### Requirements
Write out every row below verbatim, leaving out the pictures.
_ _ _
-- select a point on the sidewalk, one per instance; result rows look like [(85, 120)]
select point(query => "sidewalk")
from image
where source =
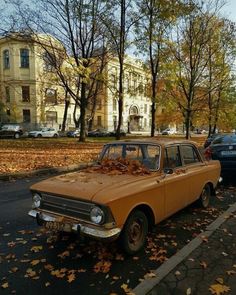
[(207, 265)]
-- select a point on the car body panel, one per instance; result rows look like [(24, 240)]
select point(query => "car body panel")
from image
[(11, 130), (44, 132), (162, 193)]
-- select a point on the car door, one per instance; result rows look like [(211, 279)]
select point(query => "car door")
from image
[(195, 169), (176, 183)]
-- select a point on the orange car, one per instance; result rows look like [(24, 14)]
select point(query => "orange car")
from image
[(134, 185)]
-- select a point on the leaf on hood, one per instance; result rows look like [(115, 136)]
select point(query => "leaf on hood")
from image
[(36, 249), (5, 285), (218, 289)]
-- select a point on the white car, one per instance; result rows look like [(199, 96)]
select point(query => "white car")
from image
[(44, 132)]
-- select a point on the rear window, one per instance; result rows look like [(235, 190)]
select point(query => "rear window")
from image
[(225, 139)]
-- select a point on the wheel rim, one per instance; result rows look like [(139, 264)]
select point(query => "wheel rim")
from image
[(136, 233), (205, 197)]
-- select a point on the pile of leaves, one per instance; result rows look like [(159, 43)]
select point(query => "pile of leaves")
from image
[(120, 166), (33, 154)]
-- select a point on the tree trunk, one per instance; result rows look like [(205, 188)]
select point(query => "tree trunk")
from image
[(83, 104), (67, 103)]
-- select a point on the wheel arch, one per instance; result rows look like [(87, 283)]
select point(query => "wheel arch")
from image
[(146, 209)]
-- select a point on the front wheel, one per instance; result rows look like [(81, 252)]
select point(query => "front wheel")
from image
[(204, 199), (134, 233)]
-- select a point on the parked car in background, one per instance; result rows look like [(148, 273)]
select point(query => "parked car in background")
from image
[(168, 131), (73, 133), (44, 132), (134, 185), (122, 132), (210, 139), (223, 148), (11, 130), (100, 132)]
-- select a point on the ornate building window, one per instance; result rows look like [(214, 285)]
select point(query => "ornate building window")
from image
[(25, 93), (24, 58), (6, 59)]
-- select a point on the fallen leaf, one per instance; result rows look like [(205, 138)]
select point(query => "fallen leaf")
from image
[(231, 272), (203, 264), (5, 285), (71, 278), (36, 249), (218, 289), (34, 262)]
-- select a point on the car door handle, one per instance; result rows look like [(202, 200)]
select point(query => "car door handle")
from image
[(181, 170)]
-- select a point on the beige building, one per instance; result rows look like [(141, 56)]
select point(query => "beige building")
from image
[(25, 90), (31, 97), (137, 103)]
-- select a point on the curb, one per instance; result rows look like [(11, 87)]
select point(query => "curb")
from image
[(57, 170), (148, 285)]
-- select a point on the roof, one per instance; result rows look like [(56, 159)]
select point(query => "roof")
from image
[(161, 141)]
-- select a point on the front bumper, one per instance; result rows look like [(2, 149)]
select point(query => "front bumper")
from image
[(94, 232)]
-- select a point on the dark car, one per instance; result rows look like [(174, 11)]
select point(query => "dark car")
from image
[(100, 132), (122, 132), (73, 133), (210, 139), (11, 130), (223, 148)]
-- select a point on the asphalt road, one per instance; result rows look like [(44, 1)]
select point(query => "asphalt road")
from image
[(34, 261)]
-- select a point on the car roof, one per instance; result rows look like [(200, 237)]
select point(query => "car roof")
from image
[(160, 141)]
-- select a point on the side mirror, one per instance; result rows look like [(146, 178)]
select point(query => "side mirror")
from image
[(168, 171)]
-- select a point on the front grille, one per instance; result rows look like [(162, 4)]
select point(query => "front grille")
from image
[(68, 207)]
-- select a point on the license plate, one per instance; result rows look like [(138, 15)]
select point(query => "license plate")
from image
[(228, 153), (58, 226)]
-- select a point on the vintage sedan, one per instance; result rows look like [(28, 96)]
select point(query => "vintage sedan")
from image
[(44, 132), (134, 185)]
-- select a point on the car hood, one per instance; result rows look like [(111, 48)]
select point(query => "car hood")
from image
[(96, 187)]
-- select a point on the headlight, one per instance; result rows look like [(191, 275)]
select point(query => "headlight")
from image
[(96, 215), (36, 201)]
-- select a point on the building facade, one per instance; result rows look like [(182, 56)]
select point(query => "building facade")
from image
[(30, 96), (136, 114)]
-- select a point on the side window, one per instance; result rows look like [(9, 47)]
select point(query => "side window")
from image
[(189, 155), (6, 59), (172, 157), (24, 58)]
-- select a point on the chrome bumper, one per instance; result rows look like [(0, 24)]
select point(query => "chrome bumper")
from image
[(79, 228)]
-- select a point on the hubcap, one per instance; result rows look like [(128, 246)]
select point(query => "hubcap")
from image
[(135, 232)]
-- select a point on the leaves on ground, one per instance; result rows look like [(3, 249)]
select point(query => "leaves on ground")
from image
[(218, 289)]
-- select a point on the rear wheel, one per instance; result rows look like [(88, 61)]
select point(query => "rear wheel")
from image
[(134, 233), (204, 199)]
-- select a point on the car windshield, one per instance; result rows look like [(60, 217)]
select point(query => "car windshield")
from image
[(225, 139), (146, 154)]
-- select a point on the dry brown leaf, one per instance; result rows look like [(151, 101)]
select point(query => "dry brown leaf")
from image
[(231, 272), (36, 249), (64, 254), (34, 262), (203, 264), (70, 277), (218, 289), (5, 285)]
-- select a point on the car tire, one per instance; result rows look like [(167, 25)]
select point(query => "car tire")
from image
[(133, 236), (205, 197), (17, 135)]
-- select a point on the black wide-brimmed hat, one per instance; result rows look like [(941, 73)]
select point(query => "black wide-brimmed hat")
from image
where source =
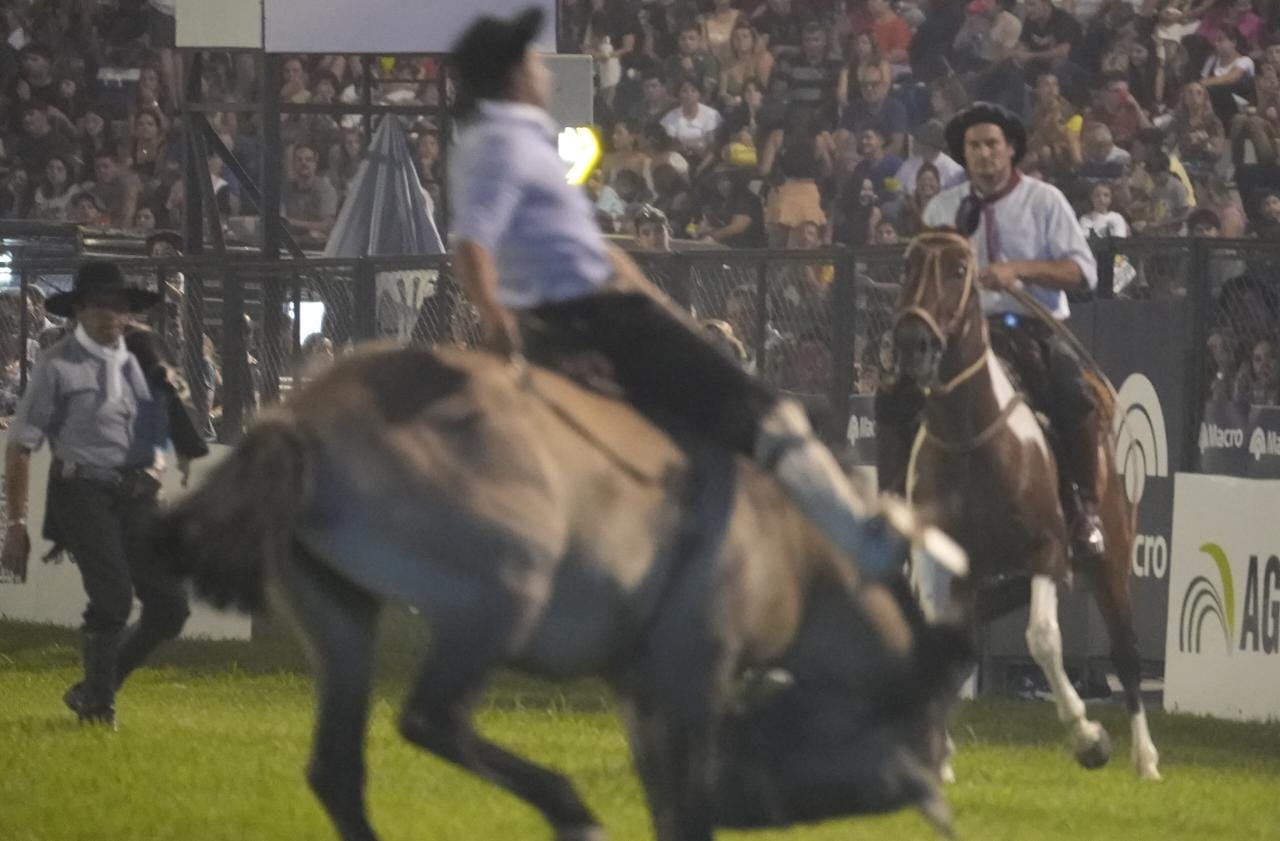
_ _ _
### Solution
-- select a point on the sidewalk, one per instance; result rows look like [(85, 120)]
select point(query => "sidewalk")
from image
where source =
[(207, 265)]
-- select a point on the car body panel, one per instance; result rows look like [(24, 240)]
select point(query => "car body panel")
from image
[(11, 130), (44, 132), (162, 193)]
-- select a point on the car door, one per instance; result rows look like [(211, 279)]
select point(query => "car door")
from image
[(195, 169), (176, 183)]
-- select a point on the orange car, one per instance; result rows look like [(24, 14)]
select point(query => "orange car")
from image
[(134, 185)]
-- select a point on the leaf on hood, one per instance; result rows look like [(115, 136)]
select point(query => "leaf on hood")
from image
[(36, 249), (5, 285), (218, 289)]
-- select a point on the white car, one per instance; result rows look like [(199, 96)]
select point(query => "white car")
from image
[(44, 132)]
-- select a point on the rear window, one per instance; result rows look like [(235, 190)]
select point(query => "rear window")
from image
[(225, 139)]
-- select a point on the wheel rim, one per instance; result rows look like [(139, 264)]
select point(query => "wheel rim")
from image
[(136, 233), (205, 197)]
-- select a point on the pile of leaves, one per instance; result rows look like [(159, 43)]
select point(query => "pile of leaves")
from image
[(120, 166), (33, 154)]
-- select a point on the tree trunk, one per instance; result rows look like [(205, 188)]
select point(query => "tree trunk")
from image
[(83, 104), (67, 103)]
-- select a point on the wheel arch, one per instance; result rows look like [(87, 283)]
select point(query => "wheel arch")
from image
[(146, 209)]
-- select a point on the front wheel, one per instance; result rows look like [(81, 252)]
select point(query => "front wheel")
from image
[(204, 199), (134, 233)]
-- select a point on the parked car in background, one per instance; result rows look like [(148, 273)]
select point(query => "parked car in background")
from image
[(168, 131), (73, 133), (44, 132), (134, 185), (122, 132), (210, 139), (223, 148), (11, 130), (100, 132)]
-- select a point on the ornate building window, one per instance; result rows look like [(214, 285)]
select point(query => "ornate building window")
from image
[(25, 93), (24, 58), (6, 59)]
-- select a point on the fallen leaf, one per instance; result rows look like [(205, 138)]
select point(query => "fallen leaf")
from image
[(231, 272), (203, 264), (5, 285), (71, 278), (36, 249), (218, 289), (34, 262)]
-- select a point on the car door handle, one per instance; result rows look like [(202, 200)]
select point(query => "car door handle")
from image
[(181, 170)]
-- select a point on the beige building, one per instance; result rows look like [(141, 56)]
select point(query => "beige building")
from image
[(25, 90), (31, 97), (137, 103)]
-- select a point on the curb, one per instance; result rows look like [(11, 87)]
select point(query => "curb")
from image
[(57, 170), (148, 285)]
-- select a point on the roof, one per instance; result rows look like [(56, 159)]
select point(query => "roof")
from image
[(161, 141)]
-- select a point on the front bumper, one per instance; result rows look like [(2, 149)]
select point(query => "front bumper")
from image
[(94, 232)]
-- select a point on the dark car, one per instance; result rows look like [(174, 11)]
select point(query => "dark car")
from image
[(100, 132), (122, 132), (73, 133), (210, 139), (11, 130), (223, 148)]
-- select a point on the asphalt road, one per instance; result rows look like [(44, 1)]
select point(query => "asphalt road")
from image
[(34, 261)]
-- select a point on the car roof, one per instance; result rows look like [(200, 237)]
select point(query => "car roof")
from image
[(160, 141)]
-- select a point on the side mirror, one per instance; result rows look like [(146, 178)]
select point(query => "side mirror")
from image
[(168, 171)]
-- select a point on the front grille, one per instance; result rows look like [(162, 4)]
select point(query => "front grille")
from image
[(68, 207)]
-- select a point on the license plate, one per instance; result rows look like [(138, 15)]
select point(query => "license plate")
from image
[(228, 153), (58, 226)]
-- select a point on the vintage sedan, one per instance; result rows look like [(28, 96)]
select point(query => "vintage sedan")
from image
[(44, 132), (134, 185)]
-- select a point on the car hood, one per instance; result rows look like [(111, 48)]
select point(query => "car hood")
from image
[(96, 187)]
-- select a point on the headlight, one per instance; result rows look like [(191, 275)]
select point(query => "headlight")
from image
[(96, 215), (36, 201)]
-- select a point on the building facade, one per instance; result rows look like [(182, 56)]
select point(query => "building facade")
from image
[(30, 96), (136, 114)]
-- select a point on the side window, one per instance; result rows look like [(9, 47)]
select point(query => "side window")
from image
[(189, 155), (6, 59), (172, 157), (24, 58)]
-- select a point on the chrome bumper, one per instance; result rows look like [(0, 24)]
select point(query => "chrome bumper")
from image
[(79, 228)]
-- select a point on the hubcap, one per instance; result rows look like [(128, 246)]
select point(query => "hubcap")
from image
[(135, 232)]
-- select a point on the leaves on ground, one per instance; result rows look like [(3, 249)]
select point(query => "leaves on ground")
from image
[(218, 289)]
-- select a point on the rear wheel, one per instance; result rows look like [(88, 61)]
select point(query => "rear wheel")
from image
[(134, 233), (204, 199)]
-- select a point on the car windshield, one per instance; result rows look like [(60, 217)]
select point(query => "car windshield")
from image
[(225, 139), (146, 154)]
-- select a point on the dry brown leaf, one per instance; result rows look like [(151, 101)]
select point(query => "dry brown leaf")
from image
[(231, 272), (36, 249), (64, 254), (34, 262), (203, 264), (70, 277), (218, 289), (5, 285)]
-- select a point on the car tire, one per instance; result rows look like [(167, 25)]
select point(query => "car tire")
from image
[(133, 236), (205, 197), (17, 135)]
-- select a point on the black wide-brimmed hat, one per instance; result rows look like [(941, 73)]
select point(query => "black wide-brimmed hat")
from image
where source =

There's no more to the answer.